>> Start
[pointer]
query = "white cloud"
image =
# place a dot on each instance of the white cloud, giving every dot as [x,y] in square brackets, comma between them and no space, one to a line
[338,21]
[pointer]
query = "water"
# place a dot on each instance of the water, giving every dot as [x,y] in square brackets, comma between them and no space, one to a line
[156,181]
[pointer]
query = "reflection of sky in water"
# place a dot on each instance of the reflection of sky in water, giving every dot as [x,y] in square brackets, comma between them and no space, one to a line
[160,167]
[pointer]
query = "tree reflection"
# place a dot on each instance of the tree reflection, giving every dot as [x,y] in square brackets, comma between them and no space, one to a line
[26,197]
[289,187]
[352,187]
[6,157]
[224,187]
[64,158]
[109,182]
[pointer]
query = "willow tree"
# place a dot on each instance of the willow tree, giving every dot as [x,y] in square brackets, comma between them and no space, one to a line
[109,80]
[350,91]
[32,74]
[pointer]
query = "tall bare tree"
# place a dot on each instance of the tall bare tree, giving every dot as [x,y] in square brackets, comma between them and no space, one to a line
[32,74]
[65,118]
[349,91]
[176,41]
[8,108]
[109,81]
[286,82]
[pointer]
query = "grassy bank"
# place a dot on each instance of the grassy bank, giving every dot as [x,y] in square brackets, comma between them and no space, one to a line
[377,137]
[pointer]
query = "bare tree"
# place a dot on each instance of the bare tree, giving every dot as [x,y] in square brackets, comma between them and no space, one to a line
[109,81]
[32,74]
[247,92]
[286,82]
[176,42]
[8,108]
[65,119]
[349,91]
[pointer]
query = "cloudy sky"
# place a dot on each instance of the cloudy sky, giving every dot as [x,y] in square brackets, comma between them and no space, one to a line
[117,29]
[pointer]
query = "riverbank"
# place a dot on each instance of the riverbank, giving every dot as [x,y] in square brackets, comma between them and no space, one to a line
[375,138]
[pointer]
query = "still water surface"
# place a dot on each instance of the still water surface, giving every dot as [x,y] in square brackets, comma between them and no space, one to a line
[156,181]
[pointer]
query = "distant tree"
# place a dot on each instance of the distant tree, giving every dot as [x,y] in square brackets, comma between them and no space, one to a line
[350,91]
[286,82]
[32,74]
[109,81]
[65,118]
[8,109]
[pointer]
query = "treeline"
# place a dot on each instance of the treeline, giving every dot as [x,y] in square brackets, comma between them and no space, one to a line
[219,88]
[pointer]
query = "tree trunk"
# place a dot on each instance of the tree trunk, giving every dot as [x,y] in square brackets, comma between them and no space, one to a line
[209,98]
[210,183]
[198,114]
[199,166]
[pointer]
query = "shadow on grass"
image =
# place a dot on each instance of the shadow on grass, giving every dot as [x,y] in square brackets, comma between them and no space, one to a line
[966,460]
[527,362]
>> End
*WHAT YOU SHOULD DO*. Every line above should be printed again exactly as it stands.

*EXPECTED OUTPUT*.
[pointer]
query = "white cloud"
image =
# place a dot on each instance of the white cloud, giving every dot as [x,y] in square brackets, comma between them and no space, one to a line
[338,21]
[pointer]
query = "water"
# place a dot on each instance of the water, giving every dot as [x,y] in square brackets, comma between them and no space, one to a line
[156,181]
[pointer]
query = "reflection of sky in water"
# place a dot on each instance of the reflection of sky in water, giving every dot as [x,y] in square brackets, comma between them and no space, one to a line
[160,167]
[pointer]
query = "tree reflection"
# place a dot on each instance of the tree reflection, giving every dot as [x,y] in square brackets, comma between them and no space, one to a line
[26,197]
[289,187]
[352,187]
[6,157]
[224,187]
[64,158]
[109,182]
[pointer]
query = "willow tree"
# place a dot on each instance of the willow tree, giving every dot as [x,y] in square brackets, comma between them and no space, one to a line
[109,80]
[350,91]
[32,74]
[pointer]
query = "tall bare tree"
# place a dot on each instance of the tall bare tree, giving every dot as [x,y] in square brackets, comma between them and no space, one to a line
[32,74]
[65,118]
[349,91]
[176,41]
[8,108]
[109,81]
[286,82]
[pointer]
query = "grassy bank"
# place a dot on each instance of the grassy bank, giving every dot as [x,y] in square brackets, comma between them and no space, one to a line
[377,137]
[pointer]
query = "bare tree"
# place a dot on each instance of the bare tree, giving every dot as [x,y] in square brackets, comma between them and no space, one to a line
[109,81]
[32,74]
[247,92]
[286,82]
[176,42]
[8,108]
[65,119]
[349,91]
[pointer]
query = "cloudy sky"
# place a dot on each instance of the cloudy sky, giving every dot as [x,y] in square brackets, comma between them and no space, one to a line
[117,29]
[pointer]
query = "riverbank"
# place a dot on each instance of the riverbank, giving every dot as [x,y] in square brackets, comma between them and no space, one to a line
[375,138]
[pointer]
query = "still water surface"
# place a dot on each instance of the still water surface, giving every dot as [x,y] in square brackets, comma between them and no space, one to a line
[156,181]
[pointer]
query = "distant tree"
# place a dot on each instance of the distant tree, giving every dot as [x,y] in square brackets, comma between them and no space, one to a line
[350,91]
[286,82]
[32,74]
[109,81]
[65,118]
[8,109]
[pointer]
query = "treeline"
# place a dot on each instance of the treeline, giving every dot as [x,y] in square brackets, comma between them and no space, one to a line
[219,88]
[pointer]
query = "tree trunk"
# place a dot on each instance of the tree trunk, giving every dot as [x,y] in square brackets, comma between them and no space, one to a line
[209,98]
[210,183]
[198,114]
[199,166]
[pointer]
query = "shadow on grass"
image =
# place a dot on each instance of the shadow on grass, giving every dot as [x,y] in square brackets, comma between them and no space, one to a line
[966,460]
[527,362]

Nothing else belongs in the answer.